**TEXTE DU DOCUMENT**
■ ■ ■

Un tremplin pour la nouvelle génération
Sous une pluie tropicale qui n’a pas découragé l’auditoire, trente novices de l’entrepreneuriat, presque toutes des femmes, ont reçu à Brazzaville leurs certificats du programme Genius, incubateur piloté par la Chambre nationale des femmes cheffes d’entreprises et entrepreneures du Congo, dirigée par Flavie Lombo.
Deux mois d’ateliers intensifs ont précédé cette cérémonie, en présence de la ministre des Petites et Moyennes Entreprises, Jacqueline Lydia Mikolo, et d’Adama Dian Barry, représentante du PNUD, partenaires clés d’une initiative pensée pour transformer des idées souvent embryonnaires en modèles économiques structurés.
Un partenariat public-privé stratégique
La démarche, saluée par les autorités, s’inscrit dans l’ambition gouvernementale de promouvoir la diversification économique et d’accélérer la formalisation des activités féminines, encore majoritairement informelles, afin d’élargir la base productive nationale sans rompre l’équilibre social déjà fragile après les crises récentes.

■ ■ ■

**DONNÉES FOURNIES**
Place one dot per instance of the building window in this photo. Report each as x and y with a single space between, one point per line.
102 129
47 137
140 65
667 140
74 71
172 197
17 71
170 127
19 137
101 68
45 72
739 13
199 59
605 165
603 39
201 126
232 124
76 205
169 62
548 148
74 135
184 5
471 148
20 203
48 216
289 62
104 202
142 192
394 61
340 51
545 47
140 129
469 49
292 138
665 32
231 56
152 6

■ ■ ■

Extrayez le texte sur le programme Genius en entier, mot pour mot, sans rien y changer.

Un tremplin pour la nouvelle génération
Sous une pluie tropicale qui n’a pas découragé l’auditoire, trente novices de l’entrepreneuriat, presque toutes des femmes, ont reçu à Brazzaville leurs certificats du programme Genius, incubateur piloté par la Chambre nationale des femmes cheffes d’entreprises et entrepreneures du Congo, dirigée par Flavie Lombo.
Deux mois d’ateliers intensifs ont précédé cette cérémonie, en présence de la ministre des Petites et Moyennes Entreprises, Jacqueline Lydia Mikolo, et d’Adama Dian Barry, représentante du PNUD, partenaires clés d’une initiative pensée pour transformer des idées souvent embryonnaires en modèles économiques structurés.
Un partenariat public-privé stratégique
La démarche, saluée par les autorités, s’inscrit dans l’ambition gouvernementale de promouvoir la diversification économique et d’accélérer la formalisation des activités féminines, encore majoritairement informelles, afin d’élargir la base productive nationale sans rompre l’équilibre social déjà fragile après les crises récentes.